"""

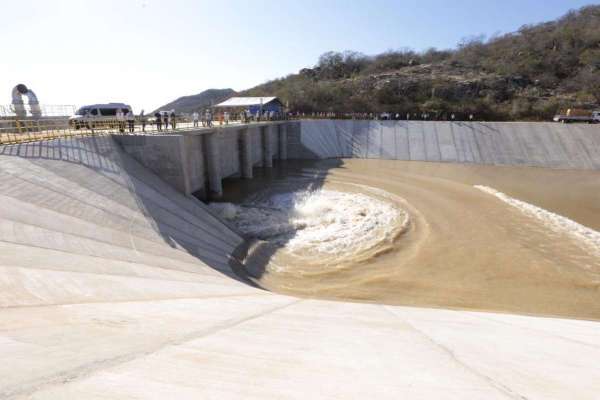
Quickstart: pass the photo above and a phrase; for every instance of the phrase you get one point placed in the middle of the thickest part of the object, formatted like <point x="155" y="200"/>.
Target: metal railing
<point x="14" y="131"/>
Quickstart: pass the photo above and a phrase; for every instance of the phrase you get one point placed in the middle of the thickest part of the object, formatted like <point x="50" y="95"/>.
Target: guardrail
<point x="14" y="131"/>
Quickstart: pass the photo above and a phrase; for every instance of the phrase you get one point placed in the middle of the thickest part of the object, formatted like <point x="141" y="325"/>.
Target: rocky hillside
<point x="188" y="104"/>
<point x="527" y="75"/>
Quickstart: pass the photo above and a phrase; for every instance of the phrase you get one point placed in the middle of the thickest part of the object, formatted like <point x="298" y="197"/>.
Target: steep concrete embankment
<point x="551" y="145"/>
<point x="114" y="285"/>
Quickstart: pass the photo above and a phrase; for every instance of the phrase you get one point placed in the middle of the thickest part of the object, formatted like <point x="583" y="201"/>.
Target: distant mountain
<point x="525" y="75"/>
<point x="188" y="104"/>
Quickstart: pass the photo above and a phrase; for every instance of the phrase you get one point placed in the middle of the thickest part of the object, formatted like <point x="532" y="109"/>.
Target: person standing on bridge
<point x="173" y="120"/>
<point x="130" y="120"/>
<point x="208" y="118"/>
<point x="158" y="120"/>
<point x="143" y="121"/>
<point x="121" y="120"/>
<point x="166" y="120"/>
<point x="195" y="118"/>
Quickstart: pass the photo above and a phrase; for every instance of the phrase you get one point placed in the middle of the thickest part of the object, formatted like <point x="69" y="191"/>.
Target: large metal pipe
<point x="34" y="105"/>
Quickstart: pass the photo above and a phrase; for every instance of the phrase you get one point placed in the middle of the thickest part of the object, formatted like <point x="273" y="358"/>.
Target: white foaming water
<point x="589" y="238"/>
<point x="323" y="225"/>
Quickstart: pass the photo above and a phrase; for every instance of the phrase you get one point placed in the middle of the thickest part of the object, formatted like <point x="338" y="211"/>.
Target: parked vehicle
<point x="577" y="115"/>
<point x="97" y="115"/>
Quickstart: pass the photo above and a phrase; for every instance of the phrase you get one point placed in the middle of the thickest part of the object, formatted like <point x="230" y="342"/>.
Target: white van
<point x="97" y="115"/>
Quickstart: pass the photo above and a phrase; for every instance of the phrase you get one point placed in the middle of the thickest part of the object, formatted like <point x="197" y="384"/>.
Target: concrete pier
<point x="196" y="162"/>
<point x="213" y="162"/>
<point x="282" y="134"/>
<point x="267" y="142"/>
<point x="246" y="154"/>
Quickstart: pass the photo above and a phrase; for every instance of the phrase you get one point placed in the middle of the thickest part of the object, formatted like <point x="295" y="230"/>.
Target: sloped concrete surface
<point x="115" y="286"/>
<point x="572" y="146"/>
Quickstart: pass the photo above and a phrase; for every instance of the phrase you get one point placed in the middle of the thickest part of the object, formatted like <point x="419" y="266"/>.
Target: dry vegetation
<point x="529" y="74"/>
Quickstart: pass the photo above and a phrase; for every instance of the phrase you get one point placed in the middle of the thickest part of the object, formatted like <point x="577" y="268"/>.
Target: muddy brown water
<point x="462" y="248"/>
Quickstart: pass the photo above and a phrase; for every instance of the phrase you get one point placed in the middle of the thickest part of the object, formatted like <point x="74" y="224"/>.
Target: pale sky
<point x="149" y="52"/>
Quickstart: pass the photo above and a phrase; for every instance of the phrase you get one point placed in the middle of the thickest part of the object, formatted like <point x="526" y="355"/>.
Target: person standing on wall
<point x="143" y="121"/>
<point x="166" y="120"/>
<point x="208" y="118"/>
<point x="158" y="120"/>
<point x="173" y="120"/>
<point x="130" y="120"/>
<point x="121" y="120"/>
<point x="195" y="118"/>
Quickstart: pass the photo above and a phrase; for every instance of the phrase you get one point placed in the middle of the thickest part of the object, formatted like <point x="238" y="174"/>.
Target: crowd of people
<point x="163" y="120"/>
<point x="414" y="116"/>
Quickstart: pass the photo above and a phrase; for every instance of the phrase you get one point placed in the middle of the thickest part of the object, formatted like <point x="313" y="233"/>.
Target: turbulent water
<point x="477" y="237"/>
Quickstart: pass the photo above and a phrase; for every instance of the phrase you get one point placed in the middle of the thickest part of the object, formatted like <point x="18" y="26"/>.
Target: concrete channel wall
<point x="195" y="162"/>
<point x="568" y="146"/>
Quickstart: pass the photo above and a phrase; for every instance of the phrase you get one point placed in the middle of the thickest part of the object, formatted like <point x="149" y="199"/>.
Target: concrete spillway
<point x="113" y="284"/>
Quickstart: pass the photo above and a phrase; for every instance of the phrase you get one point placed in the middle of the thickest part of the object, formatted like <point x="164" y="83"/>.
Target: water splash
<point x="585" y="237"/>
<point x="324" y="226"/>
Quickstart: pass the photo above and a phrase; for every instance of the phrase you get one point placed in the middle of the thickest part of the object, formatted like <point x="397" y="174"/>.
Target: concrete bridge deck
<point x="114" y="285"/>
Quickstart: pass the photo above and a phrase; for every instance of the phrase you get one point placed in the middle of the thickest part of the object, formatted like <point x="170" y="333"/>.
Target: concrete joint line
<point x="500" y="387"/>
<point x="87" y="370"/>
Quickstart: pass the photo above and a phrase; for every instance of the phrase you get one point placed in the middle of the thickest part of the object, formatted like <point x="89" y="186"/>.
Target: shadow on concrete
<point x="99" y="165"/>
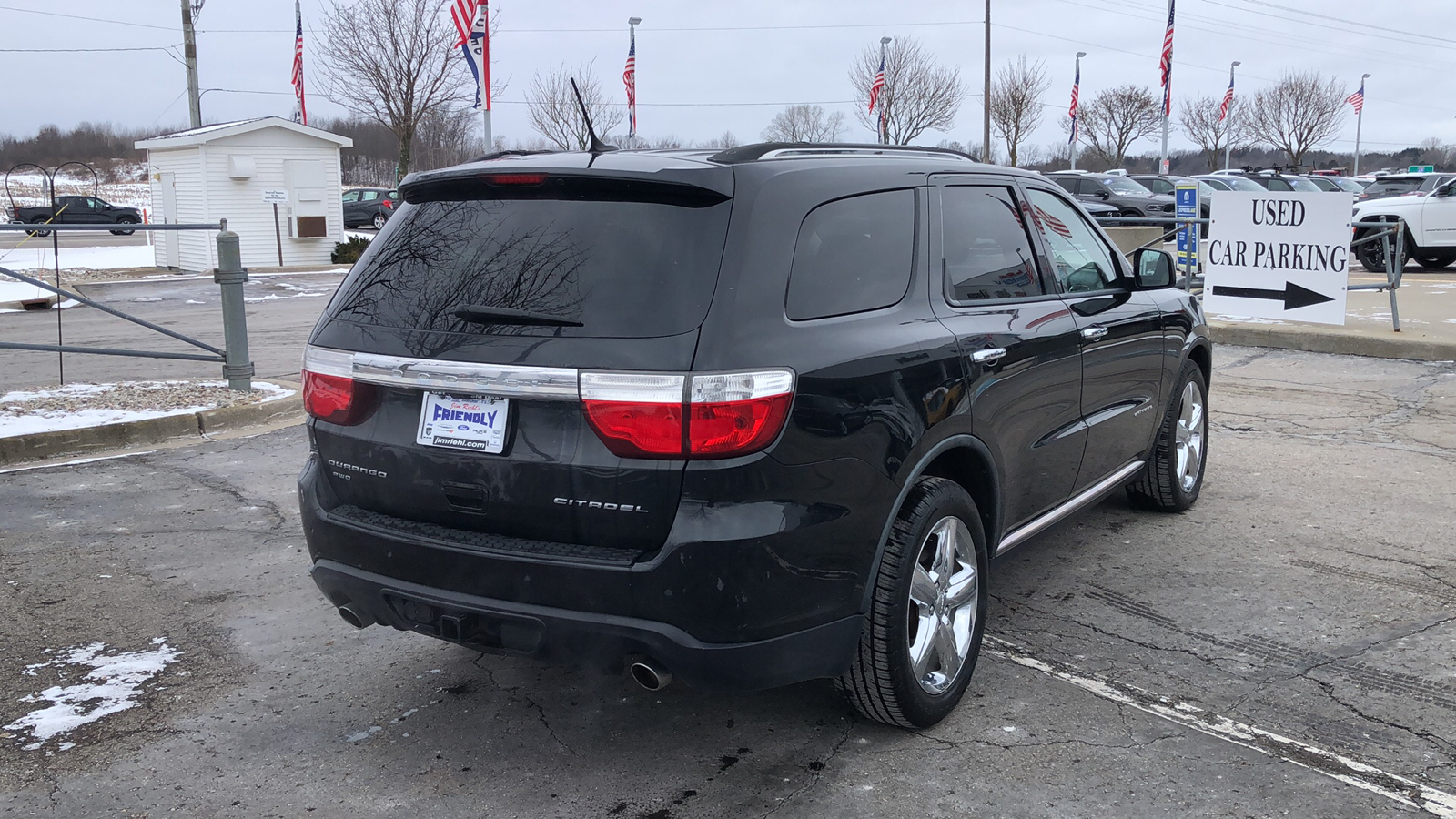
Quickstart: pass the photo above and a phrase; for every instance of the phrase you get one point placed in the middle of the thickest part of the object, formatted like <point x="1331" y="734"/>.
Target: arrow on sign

"""

● **The problem**
Would you return the data exactly as written, without the pictures?

● **Exercise answer**
Quickstart: pass the photo above and a phrase; for every instance of the phrase you get one point placed in the middle of the thickest part of the object, formatted like <point x="155" y="200"/>.
Target: metal railing
<point x="14" y="131"/>
Quickstart: pass the photo above and a phrase; for every instance of the phrase you get one point placed in the middle of the thickest part of the object, formatted like <point x="50" y="95"/>.
Target: guardrail
<point x="14" y="131"/>
Quickstart: pass the photo above and a phrase; for every instance of the phrase you get one point placed in the middle of the thickest part of the object, formatted like <point x="141" y="325"/>.
Target: rocky hillside
<point x="188" y="104"/>
<point x="527" y="75"/>
Quickstart: pass the photo above and a phrase; for every instance of the phrase you get one point placed in the middle of the thickest part of the object, formatted like <point x="298" y="197"/>.
Target: steep concrete embankment
<point x="551" y="145"/>
<point x="114" y="285"/>
Quickstart: pass the photo above and a phrase; for every instance of the phrase you get one point placed in the middle of the thickest part of the object, formatted like <point x="583" y="201"/>.
Target: distant mountain
<point x="525" y="75"/>
<point x="188" y="104"/>
Quickstart: pass the photo above and a phrase; for every instance of the phrase you get one point placed in the middle of the thickest part of the object, formatted like <point x="532" y="109"/>.
Target: person standing on bridge
<point x="173" y="120"/>
<point x="130" y="120"/>
<point x="208" y="118"/>
<point x="158" y="120"/>
<point x="143" y="121"/>
<point x="121" y="120"/>
<point x="166" y="120"/>
<point x="195" y="118"/>
Quickstart: pass the photo above and a phrase; for every instance of the phrase you get one point placed in the middle of the thickest part of the object, formatted like <point x="69" y="191"/>.
Target: large metal pipe
<point x="34" y="105"/>
Quickstart: pass the photo above and a phrase; for every instance of the phrase you get one point placed in the middle of the thickest part of the object, formatted like <point x="273" y="358"/>.
Target: white foaming water
<point x="589" y="238"/>
<point x="323" y="225"/>
Quickstart: pass the photo above and a phrase; for every instance of the phrase you get one point placed in the middle of the thickest part of the object, formatted like <point x="338" y="211"/>.
Target: parked vehicle
<point x="577" y="115"/>
<point x="97" y="115"/>
Quickstart: pass the photo above and a phrase; for every instance of the phrase you get one point placed in the middle of the thickest part of the object, formatted like <point x="230" y="342"/>.
Target: white van
<point x="97" y="115"/>
Quickstart: pass the photo above and a phrase; for every instance of the phrase you get one point placed in the middle of the thickest part of the object, formatted like <point x="197" y="384"/>.
Target: concrete pier
<point x="196" y="162"/>
<point x="213" y="162"/>
<point x="282" y="134"/>
<point x="267" y="142"/>
<point x="246" y="154"/>
Quickstart: pass the photo above and a phrase; for every instance of the phrase you get one point placed in the middle of the thickest part of the object, formatted like <point x="295" y="230"/>.
Target: sloped concrete surface
<point x="115" y="286"/>
<point x="572" y="146"/>
Quickstart: pass the photo above and a phrase; for every instance of the phrase you get one point placed in the middle of the thickest part of the object, formatted like <point x="419" y="266"/>.
Target: dry vegetation
<point x="529" y="74"/>
Quickstart: pass the photo above and a phrase; for every instance of the phrase you get one point placed in the middle of the thickest part of the object, formatted like <point x="577" y="268"/>.
Target: muddy brown water
<point x="462" y="248"/>
Quickstart: pass the photo above and a phrase; for every instance of the phrase you get one point placed in the middle of the thickest part of the object, formatted like <point x="74" y="224"/>.
Target: pale sky
<point x="149" y="52"/>
Quickstart: pass the photo above and a phrase; for every instance of the phrase you get one point placed in the middle of the thickest part of the object, formatted like <point x="526" y="355"/>.
Target: person standing on wall
<point x="143" y="121"/>
<point x="166" y="120"/>
<point x="208" y="118"/>
<point x="158" y="120"/>
<point x="173" y="120"/>
<point x="130" y="120"/>
<point x="121" y="120"/>
<point x="195" y="118"/>
Quickstart: pass the photo above and a phrase; for every instance of the phrase you get one point placed in the middle of the thickest part of the object, formatted like <point x="238" y="174"/>.
Target: crowd of people
<point x="163" y="120"/>
<point x="414" y="116"/>
Quickstart: pass the photo above and a phrase; for every instance of the phrase you get one point placed in the middle of the thickest part of the object, formatted like <point x="313" y="233"/>.
Target: turbulent water
<point x="477" y="237"/>
Quickstart: pass the photo above and a phrase; for every instance of the phrase you get one point placed in the middle of the thickest part of the object, formatted like <point x="18" y="26"/>.
Target: concrete channel wall
<point x="195" y="162"/>
<point x="568" y="146"/>
Quickstart: pass the photo above and a phrase; for every instance of the phrase you get one point placed in the middle of the thickest part of the object, formatted like <point x="149" y="199"/>.
Target: concrete spillway
<point x="113" y="284"/>
Quickstart: pass the photo above and a phrase; for every instance of the phrase you get one point placed in the middle of the thickest part of the object, formatted like <point x="164" y="83"/>.
Target: water splash
<point x="585" y="237"/>
<point x="324" y="226"/>
Quickstart: pass the photo above and a phrase; for every instance of the phrase you get one point placed in the middle of the thickest part of the object, formatted like <point x="397" y="174"/>.
Target: concrete bridge deck
<point x="114" y="285"/>
Quickstart: pass the photo above and a phrase; for every instance of the phrase you get one point placed in the middle of the thickest part of the object, formatted like <point x="170" y="333"/>.
Target: concrete joint line
<point x="500" y="387"/>
<point x="87" y="370"/>
Quickstart: pass the photo above and a phrase; for every instance of the phrase you get one point placed in the middle of the thickest part of the object, formatted like <point x="89" y="186"/>.
Target: shadow on concrete
<point x="99" y="165"/>
Quickstart: pass the photo above and a phrase; for every instance of the phrase you get one point placed in the middle of the thickest part of the object, formatted like <point x="1331" y="734"/>.
Target: arrow on sign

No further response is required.